### Parts of the exercise
A. Rewrite the stretch from "- Cross-Image Transferability: Universal" through "maintained across prompts." in the passage on vision-language models, swapping "multiple images" for "many different images".
B. Answer these from the passage on vision-language models:
(i) In fusion-based models, what aligns the visual features with the textual embeddings?
(ii) In decoder-only models, what happens to visual influence as decoding progresses?
(iii) Who introduced CroPA, and in what year?

### Text passage
Vision-Language Models (VLMs) such as BLIP, Flamingo, and LLaVA have shown state-of-the-art performance on a variety of downstream tasks. These models typically fuse frozen vision encoders (e.g., CLIP ViT-L/14) with large language models (e.g., OPT, Vicuna) in one of two architectural paradigms:
-
Fusion-Based Models (e.g., BLIP-2, InstructBLIP): Visual features are extracted via a frozen CLIP encoder, then aligned with textual embeddings via a “querying transformer.” The fused embedding is passed to an LLM (e.g., OPT-2.7B or Vicuna-7B) for text generation. Early fusion ensures persistent visual grounding throughout decoding.
-
Decoder-Only Models (e.g., Flamingo, LLaVA): Visual tokens (frozen CLIP embeddings) are injected late, as special tokens or additional context to a causal LLM (e.g., Vicuna-13B). Visual influence attenuates as decoding progresses.
Adversarial Vulnerabilities in VLMs
- Cross-Model Transferability: Perturbations crafted for one VLM often succeed on different VLMs (Liu et al. 2017, Tramèr et al. 2017).
- Cross-Image Transferability: Universal Adversarial Perturbations (UAPs) generalize across multiple images (Moosavi-Dezfooli et al. 2017, Mopuri et al. 2017).
- Cross-Prompt Transferability: Introduced by Luo et al. (2024), CroPA optimizes image perturbations across multiple textual prompts via a min–max PGD loop, ensuring adversarial effectiveness is maintained across prompts.

### Recorded information
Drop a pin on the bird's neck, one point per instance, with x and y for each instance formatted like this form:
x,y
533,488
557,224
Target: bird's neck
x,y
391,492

### Exercise responses
A.
- Cross-Image Transferability: Universal Adversarial Perturbations (UAPs) generalize across many different images (Moosavi-Dezfooli et al. 2017, Mopuri et al. 2017).
- Cross-Prompt Transferability: Introduced by Luo et al. (2024), CroPA optimizes image perturbations across multiple textual prompts via a min–max PGD loop, ensuring adversarial effectiveness is maintained across prompts.

B.
(i) A "querying transformer."
(ii) It attenuates.
(iii) Luo et al., in 2024.